* SHORT EXERCISE 1
Please transcribe the rows without any change, beginning with the line containing "of the armchair" and continuing through the end of the rows, with both ends included.

* TEXT BLOCK
==*==
# Bothriurus coriaceus(chilean dwarf brown scorpion)



## lil-lizzi (Jul 22, 2009)

Could anyone give me any information on these? I've looked through a few posts on here and a little on google but it's mostly temperature and humidity recommendations


----------



## spinnin_tom (Apr 20, 2011)

these guys can live at room temperature, but if you want to breed, keep at 25c plus, so i've been told.

a mix of coco fiber and play sand as a substrate.

they are not communal, keep singly.

they'll be wanting very little space, a couple of gallons at the very most.

not picky eaters, very nice genus


----------



## Kamike (Aug 3, 2009)

spinnin_tom said:


> these guys can live at room temperature, but if you want to breed, keep at 25c plus, so i've been told.
> 
> a mix of coco fiber and play sand as a substrate.
> 
> ...


25c is far to hot for them. I have kept quite a few species of Chillian scorp and summer time is a nightmare. I found that when temps went over 22-23c that they started dying off and that 20c was ok. They come from locations that have very cold nights and warmish temps during the day.

Quite active scorps although if you find that they burrow down and don't surface again for weeks and weeks at a time it's usually because they are to warm. I used a mixture of sand, soil and coir to make a substrate that was just slightly damp to the touch. Keep them away from direct light and fluctuating heat sources like radiators. If temps get to high in the summer place them somewhere near a fan (I put them in the porch lol)


----------



## lucozade3000 (Aug 16, 2008)

:iamwithstupid:

-J


----------



## Kamike (Aug 3, 2009)

lucozade3000 said:


> :iamwithstupid:
> 
> -J


Oi! I prefer to be called mentally disadvantaged, it sounds intelligent


----------



## spinnin_tom (Apr 20, 2011)

i'm just going with what i've been told with the breeding aspect


----------
==*==
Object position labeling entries
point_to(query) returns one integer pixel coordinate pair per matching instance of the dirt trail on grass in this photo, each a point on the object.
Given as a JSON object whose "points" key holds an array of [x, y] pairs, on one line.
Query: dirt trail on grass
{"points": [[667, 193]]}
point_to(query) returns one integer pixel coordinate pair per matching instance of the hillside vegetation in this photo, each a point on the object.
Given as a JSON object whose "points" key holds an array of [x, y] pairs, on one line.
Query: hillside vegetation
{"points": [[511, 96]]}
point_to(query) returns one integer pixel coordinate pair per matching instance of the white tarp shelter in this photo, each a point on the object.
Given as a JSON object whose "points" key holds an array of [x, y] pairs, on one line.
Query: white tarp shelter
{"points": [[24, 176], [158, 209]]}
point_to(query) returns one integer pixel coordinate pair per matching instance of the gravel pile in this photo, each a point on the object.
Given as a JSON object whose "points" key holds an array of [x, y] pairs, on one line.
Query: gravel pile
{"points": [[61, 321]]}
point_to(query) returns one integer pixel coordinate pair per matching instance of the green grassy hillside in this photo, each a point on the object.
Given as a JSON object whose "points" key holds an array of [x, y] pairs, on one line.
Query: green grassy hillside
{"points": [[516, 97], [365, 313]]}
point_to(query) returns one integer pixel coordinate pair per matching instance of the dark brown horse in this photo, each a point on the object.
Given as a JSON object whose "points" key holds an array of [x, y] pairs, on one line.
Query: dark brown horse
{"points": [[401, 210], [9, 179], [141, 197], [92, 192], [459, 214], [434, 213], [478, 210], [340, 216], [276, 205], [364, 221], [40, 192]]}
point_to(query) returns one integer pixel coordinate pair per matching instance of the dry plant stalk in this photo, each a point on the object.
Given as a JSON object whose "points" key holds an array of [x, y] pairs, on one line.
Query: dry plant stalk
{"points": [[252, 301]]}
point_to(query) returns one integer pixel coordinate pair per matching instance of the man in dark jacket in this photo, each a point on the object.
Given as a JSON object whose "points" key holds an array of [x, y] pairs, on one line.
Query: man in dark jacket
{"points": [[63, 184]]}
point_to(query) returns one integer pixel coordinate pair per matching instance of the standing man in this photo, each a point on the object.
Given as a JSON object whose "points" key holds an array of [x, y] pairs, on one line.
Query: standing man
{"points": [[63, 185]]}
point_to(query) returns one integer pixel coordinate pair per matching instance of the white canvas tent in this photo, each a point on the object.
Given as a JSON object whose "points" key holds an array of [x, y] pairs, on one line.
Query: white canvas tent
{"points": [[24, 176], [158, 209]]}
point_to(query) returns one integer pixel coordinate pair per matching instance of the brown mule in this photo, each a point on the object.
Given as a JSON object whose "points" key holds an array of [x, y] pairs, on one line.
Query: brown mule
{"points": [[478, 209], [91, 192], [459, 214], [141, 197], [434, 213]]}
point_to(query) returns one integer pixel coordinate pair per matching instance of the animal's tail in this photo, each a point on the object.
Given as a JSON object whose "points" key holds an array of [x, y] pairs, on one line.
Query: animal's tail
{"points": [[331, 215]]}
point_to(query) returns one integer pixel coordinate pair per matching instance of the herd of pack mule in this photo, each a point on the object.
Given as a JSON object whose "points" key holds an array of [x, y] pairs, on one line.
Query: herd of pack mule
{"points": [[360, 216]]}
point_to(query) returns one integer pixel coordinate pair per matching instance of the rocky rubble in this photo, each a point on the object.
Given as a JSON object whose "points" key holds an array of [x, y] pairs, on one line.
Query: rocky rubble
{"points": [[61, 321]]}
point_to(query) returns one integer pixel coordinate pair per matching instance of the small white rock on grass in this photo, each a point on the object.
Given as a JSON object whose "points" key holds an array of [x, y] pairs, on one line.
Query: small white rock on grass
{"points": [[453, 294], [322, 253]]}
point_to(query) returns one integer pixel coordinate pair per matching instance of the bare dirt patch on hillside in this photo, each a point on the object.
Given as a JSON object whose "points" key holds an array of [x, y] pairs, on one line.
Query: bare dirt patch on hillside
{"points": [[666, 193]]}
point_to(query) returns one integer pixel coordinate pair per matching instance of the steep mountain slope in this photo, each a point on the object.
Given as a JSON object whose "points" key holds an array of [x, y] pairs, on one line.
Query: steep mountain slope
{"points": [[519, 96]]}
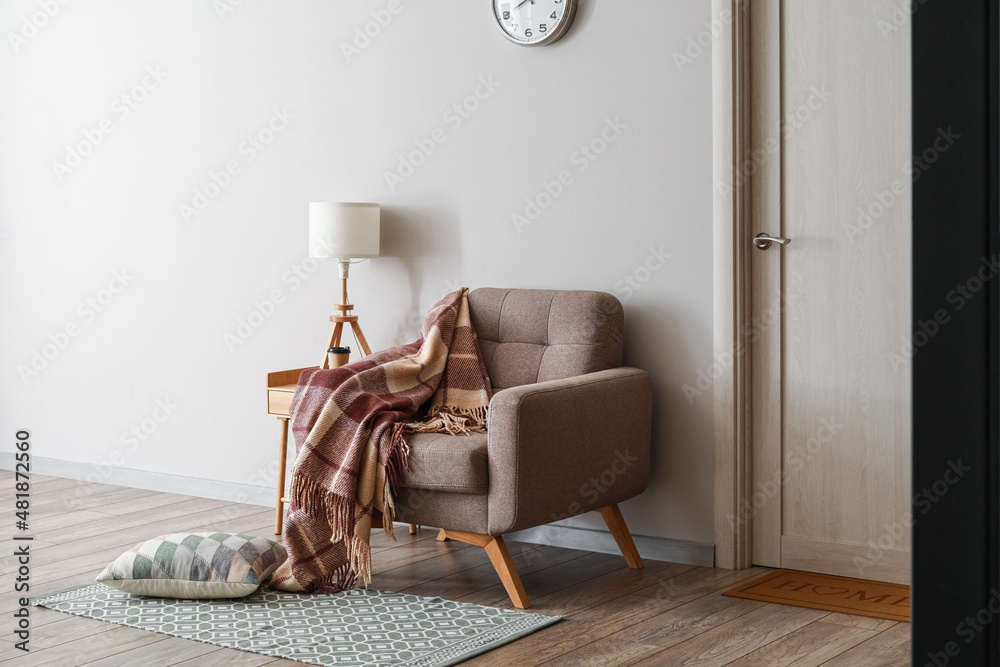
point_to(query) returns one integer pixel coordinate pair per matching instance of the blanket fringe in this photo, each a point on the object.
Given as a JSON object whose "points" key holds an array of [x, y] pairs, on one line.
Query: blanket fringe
{"points": [[454, 421]]}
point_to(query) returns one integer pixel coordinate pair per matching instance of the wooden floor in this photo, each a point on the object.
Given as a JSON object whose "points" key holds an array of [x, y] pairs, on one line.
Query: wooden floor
{"points": [[666, 614]]}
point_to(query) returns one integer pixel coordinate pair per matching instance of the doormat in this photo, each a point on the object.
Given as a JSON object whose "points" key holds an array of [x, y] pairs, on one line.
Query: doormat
{"points": [[828, 593], [355, 627]]}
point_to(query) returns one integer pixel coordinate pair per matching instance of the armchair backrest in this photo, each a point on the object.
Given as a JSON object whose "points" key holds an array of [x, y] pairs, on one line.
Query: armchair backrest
{"points": [[530, 336]]}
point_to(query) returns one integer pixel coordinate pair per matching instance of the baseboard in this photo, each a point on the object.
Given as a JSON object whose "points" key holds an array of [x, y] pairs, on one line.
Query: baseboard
{"points": [[654, 548], [151, 481]]}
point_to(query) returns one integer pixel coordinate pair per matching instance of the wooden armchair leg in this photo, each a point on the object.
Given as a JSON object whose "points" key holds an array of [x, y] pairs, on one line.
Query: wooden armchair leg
{"points": [[496, 549], [616, 524]]}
==*==
* SHORT EXERCISE 2
Render this sentence from the scorpion care thread into Spanish: "Keep them away from direct light and fluctuating heat sources like radiators."

* EXPECTED OUTPUT 1
point_to(query) returns one integer pixel coordinate pair per matching instance of the armchair backrest in this photo, each a point on the object.
Given as a JSON object whose "points" key holds an array of [x, y] pairs, on one line.
Query: armchair backrest
{"points": [[530, 336]]}
point_to(query) returns one integer pixel coordinate pair per matching instance of the baseboard in this photo, each a point on the object.
Given as a JSON object whose "points" key holds an array of [x, y] pairs, on one line.
Query: baseboard
{"points": [[654, 548], [151, 481]]}
point_to(query) returns one integer pixel coordinate pair per matching instance of the wooden armchair leg in this photo, each a point on the object.
Given as a JSON object whose "points" key holds an array of [x, y] pairs, on one line.
Query: wooden armchair leg
{"points": [[496, 549], [616, 524]]}

* EXPECTED OUTPUT 2
Mantenlos alejados de la luz directa y de las fuentes de calor fluctuantes como los radiadores.